▶ [Task requirements]
A - Decide whether each statement agrees with the passage on circumcision, answering yes or no and quoting the deciding words: (i) Parents who cannot bring themselves to circumcise a healthy baby are regarded as heretics. (ii) The passage from Zevachim 22b says Ezekiel 44 bars both the heretic and the circumcision-noncompliant from serving. (iii) Pesachim 96a has a similar quote about who may eat the Passover sacrifice.
B - Carry on the passage on circumcision and Temple service past its final sentence.

(Beginning of Given text)

Let me get started on this point, about future circumcisions. Obviously if there is familial hemophilia or any other medical indication against future babies having circumcision, don't do it. If, however, the doctors say "this baby is totally fine" and the parents can't bring themselves to do it ... the parents are viewed as tragically mistaken, but not heretics.
Zevachim 22b reads:
Had the Torah told us that a heretic can't serve as a Temple priest, I would have said that's because his heart isn't aligned with Heaven. However someone who didn't fulfill circumcision, their heart is aligned with Heaven, so I would have thought they could; therefore the verse (Ezekiel 44) spells out that both the heretic and the circumcision-noncompliant may not serve.
(A similar quote appears in Pesachim 96a concerning who may eat the Passover sacrifice.)

(End of Given text)
(Beginning of Source information)

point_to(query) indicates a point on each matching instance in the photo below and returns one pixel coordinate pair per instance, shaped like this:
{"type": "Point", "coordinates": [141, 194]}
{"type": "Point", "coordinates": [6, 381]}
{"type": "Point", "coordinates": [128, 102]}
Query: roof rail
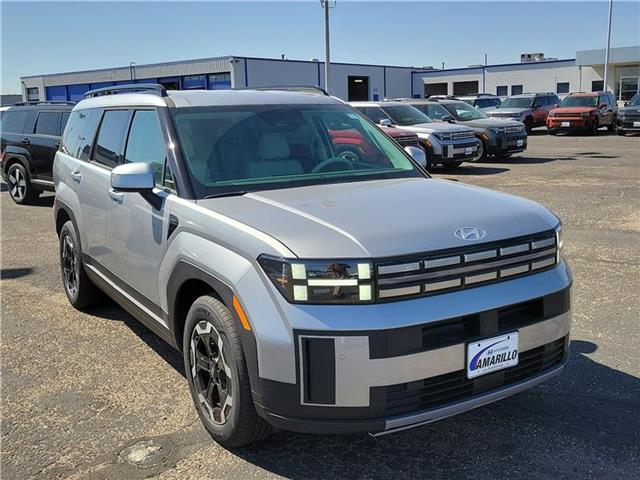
{"type": "Point", "coordinates": [44, 102]}
{"type": "Point", "coordinates": [132, 87]}
{"type": "Point", "coordinates": [314, 89]}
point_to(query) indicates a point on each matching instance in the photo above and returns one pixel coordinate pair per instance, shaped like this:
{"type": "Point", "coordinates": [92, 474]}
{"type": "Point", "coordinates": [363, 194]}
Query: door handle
{"type": "Point", "coordinates": [116, 196]}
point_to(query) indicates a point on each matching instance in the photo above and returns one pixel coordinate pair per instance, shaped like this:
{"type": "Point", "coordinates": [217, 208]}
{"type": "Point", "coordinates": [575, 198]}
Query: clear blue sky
{"type": "Point", "coordinates": [50, 37]}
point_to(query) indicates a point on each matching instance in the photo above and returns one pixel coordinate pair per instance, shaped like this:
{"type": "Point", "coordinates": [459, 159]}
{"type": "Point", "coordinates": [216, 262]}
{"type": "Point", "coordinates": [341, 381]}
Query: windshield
{"type": "Point", "coordinates": [406, 115]}
{"type": "Point", "coordinates": [579, 101]}
{"type": "Point", "coordinates": [517, 102]}
{"type": "Point", "coordinates": [235, 149]}
{"type": "Point", "coordinates": [463, 111]}
{"type": "Point", "coordinates": [635, 101]}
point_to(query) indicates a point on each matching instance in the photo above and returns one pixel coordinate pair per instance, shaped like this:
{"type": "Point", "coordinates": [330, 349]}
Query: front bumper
{"type": "Point", "coordinates": [454, 151]}
{"type": "Point", "coordinates": [507, 143]}
{"type": "Point", "coordinates": [570, 123]}
{"type": "Point", "coordinates": [350, 381]}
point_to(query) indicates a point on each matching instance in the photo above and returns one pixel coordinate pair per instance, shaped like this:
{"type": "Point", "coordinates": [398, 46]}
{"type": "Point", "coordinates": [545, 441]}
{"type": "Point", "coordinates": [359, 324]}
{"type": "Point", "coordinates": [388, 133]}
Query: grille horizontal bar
{"type": "Point", "coordinates": [428, 274]}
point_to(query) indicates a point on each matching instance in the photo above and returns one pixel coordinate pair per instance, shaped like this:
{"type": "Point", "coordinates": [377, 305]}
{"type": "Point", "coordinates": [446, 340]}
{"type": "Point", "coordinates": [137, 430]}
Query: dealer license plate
{"type": "Point", "coordinates": [492, 354]}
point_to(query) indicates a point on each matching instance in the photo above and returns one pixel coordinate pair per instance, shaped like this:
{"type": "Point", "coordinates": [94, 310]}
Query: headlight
{"type": "Point", "coordinates": [320, 281]}
{"type": "Point", "coordinates": [558, 230]}
{"type": "Point", "coordinates": [443, 136]}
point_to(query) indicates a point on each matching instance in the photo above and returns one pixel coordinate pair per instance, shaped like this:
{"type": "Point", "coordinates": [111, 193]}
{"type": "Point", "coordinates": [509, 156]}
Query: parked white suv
{"type": "Point", "coordinates": [445, 144]}
{"type": "Point", "coordinates": [307, 291]}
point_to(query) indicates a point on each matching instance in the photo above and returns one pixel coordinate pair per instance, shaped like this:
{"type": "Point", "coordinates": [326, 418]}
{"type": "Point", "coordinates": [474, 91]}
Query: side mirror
{"type": "Point", "coordinates": [133, 177]}
{"type": "Point", "coordinates": [418, 155]}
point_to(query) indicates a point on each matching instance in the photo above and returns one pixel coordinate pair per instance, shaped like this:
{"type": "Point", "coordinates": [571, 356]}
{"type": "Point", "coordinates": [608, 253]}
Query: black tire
{"type": "Point", "coordinates": [80, 290]}
{"type": "Point", "coordinates": [482, 151]}
{"type": "Point", "coordinates": [528, 125]}
{"type": "Point", "coordinates": [19, 185]}
{"type": "Point", "coordinates": [234, 425]}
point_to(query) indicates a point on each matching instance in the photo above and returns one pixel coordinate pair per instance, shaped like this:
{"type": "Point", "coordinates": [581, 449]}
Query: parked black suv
{"type": "Point", "coordinates": [29, 138]}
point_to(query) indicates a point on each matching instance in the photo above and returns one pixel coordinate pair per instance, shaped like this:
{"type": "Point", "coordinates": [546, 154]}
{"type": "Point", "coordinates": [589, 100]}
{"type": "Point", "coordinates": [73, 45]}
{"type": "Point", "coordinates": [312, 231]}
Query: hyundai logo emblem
{"type": "Point", "coordinates": [470, 233]}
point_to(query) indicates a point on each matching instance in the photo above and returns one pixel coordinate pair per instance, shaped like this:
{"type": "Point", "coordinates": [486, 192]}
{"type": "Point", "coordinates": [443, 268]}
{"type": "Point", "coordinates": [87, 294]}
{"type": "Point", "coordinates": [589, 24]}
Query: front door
{"type": "Point", "coordinates": [137, 227]}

(End of Source information)

▶ [Answer list]
A -
(i) No: "the parents are viewed as tragically mistaken, but not heretics."
(ii) Yes: "the verse (Ezekiel 44) spells out that both the heretic and the circumcision-noncompliant may not serve."
(iii) Yes: "A similar quote appears in Pesachim 96a concerning who may eat the Passover sacrifice."

B -
Tosafot (on Zevachim, s.v. arel) observes that we are talking about someone who is obligated to perform circumcision and not doing it, yet we still say "their heart is aligned with Heaven." He says this means someone who believes in the mitzva, but just panics as he fears his child being in pain.
One of the other commentaries on that subject -- afraid I haven't found it off-hand -- suggest another case of "they're not doing when obligated, but their heart is in the right place" -- would be if only one previous child died of circumcision.
So if the parents couldn't do it again, we'd say they're wrong, they are still obligated ... but we certainly understand where they are coming from.